Excerpt to read

Jokes Aside, Bill Maher May Be The Most Rational Voice In American Politics

Comedian Bill Maher has become the most important and fascinating political voice in America by fearlessly confronting the excesses of cultural and political progressivism. Republicans might be tempted to cheer because we agree, but his true value to the country is rooted in telling Americans the hard truth they often don’t want to hear. 

I always know it is Saturday morning when I receive a text message from one of my Left-leaning best friends. Her text almost always contains the same content: a YouTube video of the latest “New Rule” segment from Bill Maher’s HBO show “Real Time.”

As someone who does not share Maher’s politics or world-view, who has always found his acidic attitude towards conservatives to be the very embodiment of smug, and who detests his celebratory godlessness and recreational drug use, it says a lot about where we are as a nation when it is painfully obvious Maher, without question or qualification, has become the most important political voice in America in 2022.

And it isn’t even close.

Maher’s power does not come in the form of eloquent advocacy, oratorical bravado, or astute journalism. He is a comedian, and a great one. His ideas are cloaked in the sheen of humor. His quiver is filled with the tools and razzmatazz of the comic—he lampoons, ridicules, caricatures, parodies, and satirizes better than anyone else. Just as Aristophanes’ mockery undergirded serious critiques about Greek society during the Golden Age of Athens, so too is Maher a master of making serious points through the various textures of comedy.

It helps, of course, that he is older and thus couldn’t care less about being canceled, called out, or condemned by the very online mobs he mercilessly scorns. Like Jonathan Haidt’s recent essay in The Atlantic, “Why The Past 10 Years of American Life Have Been Uniquely Stupid,” Maher has done the American public a profound favor by saying out loud what so many of us are only thinking: we are becoming an increasingly irrational, unpleasant, and intolerant society. His pithy and comedic witticisms are a release valve for those of us with wholly conventional opinions who are left scratching our heads when we hear things like men can have babies, socialism is better than free markets, or defunding the police will magically help the poorest among us. 

Even Maher’s uber-liberal Hollywood audience will applaud—albeit after an awkwardly painful pause in which it is obvious the audience is thinking to itself, “Is it really okay to clap for this?”—as Maher bravely says what 90% of us are really feeling. 

Not that the American Right doesn’t have its deep fissures and profound internal contradictions, but Maher has decided the party he has always supported needs to drink some potent truth serum. 

The Democratic Party is at its best when it advocates for working class Americans whose lives could and would be improved with the assistance of government, either through better regulations, a more robust societal safety net, or policies designed to mitigate the potent inequalities that result from a hearty embrace of free enterprise. The allure of the Democratic Party has always been the quintessential American notion that progress is possible; that the government isn’t “them,” it’s “us;” and that liberty is not inconsistent with robust governance. Various versions of this message have resonated across all races and regions for almost a century. It is why the Democratic Party of my youth was populated by everyone from street cops to wealthy philanthropists.

List of tasks
A: From the piece about Bill Maher, reproduce the part that opens with the words containing "It helps, of" and closes with "poorest among us.".
B: Translate this sentence from the piece about Bill Maher into Spanish: "He is a comedian, and a great one."

Information supplied
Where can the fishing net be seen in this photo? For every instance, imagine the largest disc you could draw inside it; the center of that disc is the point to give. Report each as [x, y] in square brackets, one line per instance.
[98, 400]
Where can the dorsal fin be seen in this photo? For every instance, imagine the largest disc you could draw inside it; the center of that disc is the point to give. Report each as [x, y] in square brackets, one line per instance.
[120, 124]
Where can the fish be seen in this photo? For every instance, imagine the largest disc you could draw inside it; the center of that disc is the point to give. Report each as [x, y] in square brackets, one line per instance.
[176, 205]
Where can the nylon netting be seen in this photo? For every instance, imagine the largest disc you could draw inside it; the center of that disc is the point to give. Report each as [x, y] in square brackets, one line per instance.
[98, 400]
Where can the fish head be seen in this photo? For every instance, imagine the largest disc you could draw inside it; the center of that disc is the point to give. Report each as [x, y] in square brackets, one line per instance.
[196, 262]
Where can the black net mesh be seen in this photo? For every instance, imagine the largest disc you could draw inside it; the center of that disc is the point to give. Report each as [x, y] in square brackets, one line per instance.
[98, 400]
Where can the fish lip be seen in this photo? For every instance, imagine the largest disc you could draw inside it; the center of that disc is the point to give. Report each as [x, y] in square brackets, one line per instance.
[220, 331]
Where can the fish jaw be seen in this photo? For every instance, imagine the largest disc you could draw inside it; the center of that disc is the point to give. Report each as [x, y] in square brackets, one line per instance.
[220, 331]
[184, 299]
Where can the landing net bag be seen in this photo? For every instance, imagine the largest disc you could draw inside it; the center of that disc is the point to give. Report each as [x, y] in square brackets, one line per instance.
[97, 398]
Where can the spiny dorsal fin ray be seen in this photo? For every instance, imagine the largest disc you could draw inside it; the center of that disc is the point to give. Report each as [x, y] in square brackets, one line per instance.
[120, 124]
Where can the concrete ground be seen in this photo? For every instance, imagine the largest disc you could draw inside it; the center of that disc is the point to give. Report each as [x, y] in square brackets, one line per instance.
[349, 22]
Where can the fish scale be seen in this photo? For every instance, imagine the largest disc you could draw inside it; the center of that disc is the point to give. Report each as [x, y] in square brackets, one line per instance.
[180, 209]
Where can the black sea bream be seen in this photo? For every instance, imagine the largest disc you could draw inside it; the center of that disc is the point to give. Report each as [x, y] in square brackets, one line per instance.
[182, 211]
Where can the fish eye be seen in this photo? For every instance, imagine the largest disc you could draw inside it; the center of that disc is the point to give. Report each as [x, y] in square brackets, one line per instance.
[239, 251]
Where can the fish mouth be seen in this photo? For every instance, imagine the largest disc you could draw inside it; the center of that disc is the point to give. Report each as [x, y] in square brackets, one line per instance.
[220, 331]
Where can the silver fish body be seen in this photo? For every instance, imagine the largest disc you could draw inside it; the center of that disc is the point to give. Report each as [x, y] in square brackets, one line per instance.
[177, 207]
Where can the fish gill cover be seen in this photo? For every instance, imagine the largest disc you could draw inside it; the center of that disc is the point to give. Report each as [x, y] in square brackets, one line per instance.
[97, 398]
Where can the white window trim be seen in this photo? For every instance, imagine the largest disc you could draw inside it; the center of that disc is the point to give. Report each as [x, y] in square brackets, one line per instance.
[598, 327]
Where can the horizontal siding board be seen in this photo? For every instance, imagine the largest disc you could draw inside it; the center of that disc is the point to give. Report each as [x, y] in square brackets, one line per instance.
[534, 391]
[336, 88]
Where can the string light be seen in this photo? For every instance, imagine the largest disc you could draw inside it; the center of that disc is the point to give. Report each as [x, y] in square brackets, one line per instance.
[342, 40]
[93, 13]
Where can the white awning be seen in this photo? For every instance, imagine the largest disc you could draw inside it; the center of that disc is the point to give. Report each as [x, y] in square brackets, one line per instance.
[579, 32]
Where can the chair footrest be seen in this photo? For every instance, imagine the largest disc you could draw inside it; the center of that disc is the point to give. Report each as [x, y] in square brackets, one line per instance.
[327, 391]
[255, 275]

Final results
A:
It helps, of course, that he is older and thus couldn’t care less about being canceled, called out, or condemned by the very online mobs he mercilessly scorns. Like Jonathan Haidt’s recent essay in The Atlantic, “Why The Past 10 Years of American Life Have Been Uniquely Stupid,” Maher has done the American public a profound favor by saying out loud what so many of us are only thinking: we are becoming an increasingly irrational, unpleasant, and intolerant society. His pithy and comedic witticisms are a release valve for those of us with wholly conventional opinions who are left scratching our heads when we hear things like men can have babies, socialism is better than free markets, or defunding the police will magically help the poorest among us.

B: Es comediante, y uno excelente.